▸ **Written problem**:
State how many lines in the rows below contain the string "door", counting only matches with the same case. Give the number alone.

(Boundary annotation records)
---+---

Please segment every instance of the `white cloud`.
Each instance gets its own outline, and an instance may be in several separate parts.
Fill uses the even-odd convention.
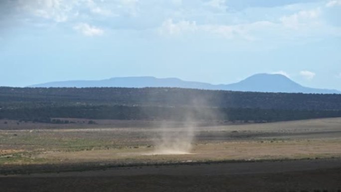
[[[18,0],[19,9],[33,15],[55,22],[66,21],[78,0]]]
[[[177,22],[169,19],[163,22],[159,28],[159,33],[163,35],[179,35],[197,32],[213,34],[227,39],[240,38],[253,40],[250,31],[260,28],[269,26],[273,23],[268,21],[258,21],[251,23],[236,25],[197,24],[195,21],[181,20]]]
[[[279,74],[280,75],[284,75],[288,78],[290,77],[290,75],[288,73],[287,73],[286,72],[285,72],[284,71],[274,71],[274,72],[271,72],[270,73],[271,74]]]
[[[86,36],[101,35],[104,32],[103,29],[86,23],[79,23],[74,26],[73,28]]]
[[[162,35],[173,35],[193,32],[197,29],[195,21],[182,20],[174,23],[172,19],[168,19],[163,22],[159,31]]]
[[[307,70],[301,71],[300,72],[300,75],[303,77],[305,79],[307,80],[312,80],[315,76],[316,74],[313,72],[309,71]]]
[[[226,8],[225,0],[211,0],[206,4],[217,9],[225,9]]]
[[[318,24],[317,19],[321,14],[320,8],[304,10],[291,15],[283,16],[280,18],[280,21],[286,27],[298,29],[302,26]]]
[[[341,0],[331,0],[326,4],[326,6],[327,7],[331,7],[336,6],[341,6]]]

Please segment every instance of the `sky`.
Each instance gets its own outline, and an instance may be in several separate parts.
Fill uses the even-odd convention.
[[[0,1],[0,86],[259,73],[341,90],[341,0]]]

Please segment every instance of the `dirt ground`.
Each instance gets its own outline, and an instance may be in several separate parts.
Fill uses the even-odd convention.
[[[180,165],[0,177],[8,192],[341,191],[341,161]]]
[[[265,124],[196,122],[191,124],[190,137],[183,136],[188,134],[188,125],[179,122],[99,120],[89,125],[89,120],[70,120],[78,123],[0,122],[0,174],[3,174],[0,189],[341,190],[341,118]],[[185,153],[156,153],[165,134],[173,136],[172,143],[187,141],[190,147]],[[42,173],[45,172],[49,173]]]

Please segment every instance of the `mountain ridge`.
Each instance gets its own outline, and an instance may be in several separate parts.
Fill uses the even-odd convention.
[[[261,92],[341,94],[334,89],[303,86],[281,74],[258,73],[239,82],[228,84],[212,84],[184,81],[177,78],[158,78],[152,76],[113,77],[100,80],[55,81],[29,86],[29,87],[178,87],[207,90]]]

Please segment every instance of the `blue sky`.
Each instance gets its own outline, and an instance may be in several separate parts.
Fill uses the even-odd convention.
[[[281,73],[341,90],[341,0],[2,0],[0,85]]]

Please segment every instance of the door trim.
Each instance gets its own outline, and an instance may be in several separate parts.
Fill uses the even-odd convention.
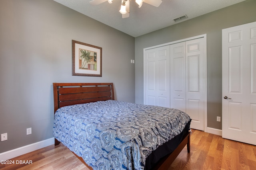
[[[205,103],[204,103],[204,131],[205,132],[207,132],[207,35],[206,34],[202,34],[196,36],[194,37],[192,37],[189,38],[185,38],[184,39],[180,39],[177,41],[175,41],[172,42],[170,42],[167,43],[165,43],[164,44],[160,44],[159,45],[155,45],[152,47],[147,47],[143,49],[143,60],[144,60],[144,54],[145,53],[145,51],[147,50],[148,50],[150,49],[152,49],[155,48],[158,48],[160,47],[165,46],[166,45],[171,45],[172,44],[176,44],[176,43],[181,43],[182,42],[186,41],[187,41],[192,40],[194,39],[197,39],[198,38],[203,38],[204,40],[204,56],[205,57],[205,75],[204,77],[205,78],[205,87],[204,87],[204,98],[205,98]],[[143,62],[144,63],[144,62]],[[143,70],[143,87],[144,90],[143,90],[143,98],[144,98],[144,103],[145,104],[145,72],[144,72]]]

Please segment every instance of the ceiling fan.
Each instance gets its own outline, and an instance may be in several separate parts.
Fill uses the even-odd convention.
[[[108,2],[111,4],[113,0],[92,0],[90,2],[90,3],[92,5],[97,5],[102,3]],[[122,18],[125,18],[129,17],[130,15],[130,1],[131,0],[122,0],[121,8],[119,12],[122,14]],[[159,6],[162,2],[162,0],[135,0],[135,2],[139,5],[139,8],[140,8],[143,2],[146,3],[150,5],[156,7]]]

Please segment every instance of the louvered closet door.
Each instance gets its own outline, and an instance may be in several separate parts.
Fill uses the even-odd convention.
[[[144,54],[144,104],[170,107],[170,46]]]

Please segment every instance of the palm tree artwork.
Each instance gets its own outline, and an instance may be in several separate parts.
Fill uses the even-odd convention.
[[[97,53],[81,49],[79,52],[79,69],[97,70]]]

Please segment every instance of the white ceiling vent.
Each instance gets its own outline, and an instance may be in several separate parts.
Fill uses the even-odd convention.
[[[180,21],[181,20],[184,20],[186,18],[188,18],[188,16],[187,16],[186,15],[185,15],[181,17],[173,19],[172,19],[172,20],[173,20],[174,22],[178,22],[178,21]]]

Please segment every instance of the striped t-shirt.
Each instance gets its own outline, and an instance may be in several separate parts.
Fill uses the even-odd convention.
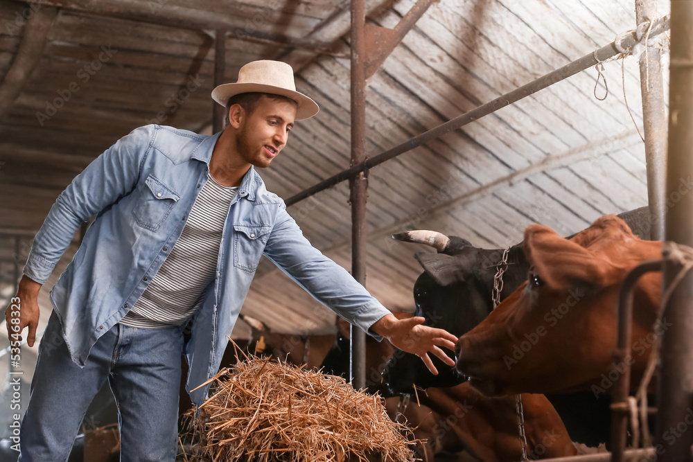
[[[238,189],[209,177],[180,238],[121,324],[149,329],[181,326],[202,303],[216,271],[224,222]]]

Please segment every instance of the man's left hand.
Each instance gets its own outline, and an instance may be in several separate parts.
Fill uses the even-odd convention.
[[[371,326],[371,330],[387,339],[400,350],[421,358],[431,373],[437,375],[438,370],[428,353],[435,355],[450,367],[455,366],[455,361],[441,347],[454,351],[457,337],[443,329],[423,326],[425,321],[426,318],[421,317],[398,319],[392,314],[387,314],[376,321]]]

---+---

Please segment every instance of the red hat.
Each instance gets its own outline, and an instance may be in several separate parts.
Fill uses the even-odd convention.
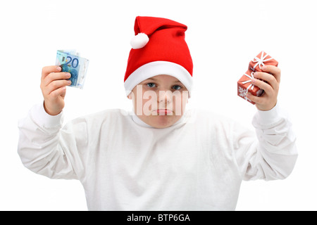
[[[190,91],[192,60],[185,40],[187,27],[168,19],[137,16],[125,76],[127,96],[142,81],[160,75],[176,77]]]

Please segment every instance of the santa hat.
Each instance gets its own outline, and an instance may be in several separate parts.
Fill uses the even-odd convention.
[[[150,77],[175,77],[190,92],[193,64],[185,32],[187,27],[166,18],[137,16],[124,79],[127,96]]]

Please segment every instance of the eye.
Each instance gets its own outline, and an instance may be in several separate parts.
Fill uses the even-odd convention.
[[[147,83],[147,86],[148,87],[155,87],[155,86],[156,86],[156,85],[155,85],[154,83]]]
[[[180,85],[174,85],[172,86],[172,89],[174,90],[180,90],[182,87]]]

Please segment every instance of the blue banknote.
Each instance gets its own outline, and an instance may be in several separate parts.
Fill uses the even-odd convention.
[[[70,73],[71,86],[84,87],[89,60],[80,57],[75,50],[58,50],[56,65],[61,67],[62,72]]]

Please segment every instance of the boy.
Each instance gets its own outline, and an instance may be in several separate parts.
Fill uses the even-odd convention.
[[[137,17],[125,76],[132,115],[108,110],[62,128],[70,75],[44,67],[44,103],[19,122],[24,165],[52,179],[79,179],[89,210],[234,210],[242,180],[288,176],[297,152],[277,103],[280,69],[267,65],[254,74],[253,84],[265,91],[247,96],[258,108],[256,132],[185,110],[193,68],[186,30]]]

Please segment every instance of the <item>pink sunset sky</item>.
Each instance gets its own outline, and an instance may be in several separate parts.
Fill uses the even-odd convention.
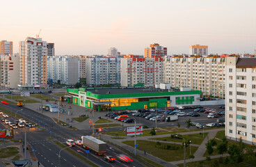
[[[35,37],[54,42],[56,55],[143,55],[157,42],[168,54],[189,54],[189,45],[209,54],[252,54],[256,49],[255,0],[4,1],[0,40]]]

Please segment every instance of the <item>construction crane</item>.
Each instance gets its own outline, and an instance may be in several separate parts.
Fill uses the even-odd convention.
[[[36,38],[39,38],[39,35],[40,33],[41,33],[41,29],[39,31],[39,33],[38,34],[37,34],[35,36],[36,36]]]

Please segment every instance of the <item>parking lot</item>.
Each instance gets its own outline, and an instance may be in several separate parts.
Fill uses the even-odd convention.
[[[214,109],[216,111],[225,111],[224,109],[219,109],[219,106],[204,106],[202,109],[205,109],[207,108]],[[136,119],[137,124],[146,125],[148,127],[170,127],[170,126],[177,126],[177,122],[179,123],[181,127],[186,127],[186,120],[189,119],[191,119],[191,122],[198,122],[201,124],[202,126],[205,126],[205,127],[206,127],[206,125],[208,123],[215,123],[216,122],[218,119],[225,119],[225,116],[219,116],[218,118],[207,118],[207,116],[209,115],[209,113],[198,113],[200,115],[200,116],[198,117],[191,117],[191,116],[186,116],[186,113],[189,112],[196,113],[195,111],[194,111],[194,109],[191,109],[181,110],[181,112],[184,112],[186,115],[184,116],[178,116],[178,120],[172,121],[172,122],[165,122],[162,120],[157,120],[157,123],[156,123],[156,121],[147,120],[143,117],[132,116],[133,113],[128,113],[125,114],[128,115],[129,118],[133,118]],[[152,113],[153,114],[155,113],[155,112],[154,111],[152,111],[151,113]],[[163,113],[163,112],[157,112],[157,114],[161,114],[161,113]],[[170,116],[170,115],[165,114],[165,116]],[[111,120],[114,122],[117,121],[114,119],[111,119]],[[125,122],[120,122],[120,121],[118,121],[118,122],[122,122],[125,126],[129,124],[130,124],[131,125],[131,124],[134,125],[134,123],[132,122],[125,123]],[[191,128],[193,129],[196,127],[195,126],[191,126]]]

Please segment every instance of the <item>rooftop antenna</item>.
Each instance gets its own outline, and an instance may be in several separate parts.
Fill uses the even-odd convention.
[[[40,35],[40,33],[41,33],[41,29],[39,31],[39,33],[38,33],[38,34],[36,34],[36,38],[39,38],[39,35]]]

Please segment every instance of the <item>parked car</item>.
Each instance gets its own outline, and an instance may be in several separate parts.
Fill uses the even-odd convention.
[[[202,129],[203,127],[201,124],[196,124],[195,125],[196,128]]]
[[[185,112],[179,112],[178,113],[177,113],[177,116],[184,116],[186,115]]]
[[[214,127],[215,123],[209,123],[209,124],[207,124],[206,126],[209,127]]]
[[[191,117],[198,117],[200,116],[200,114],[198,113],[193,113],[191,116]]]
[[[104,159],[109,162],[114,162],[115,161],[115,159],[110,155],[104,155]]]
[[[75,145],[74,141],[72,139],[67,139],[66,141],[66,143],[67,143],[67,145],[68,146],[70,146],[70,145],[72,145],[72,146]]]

---+---

▸ **Output of the task**:
2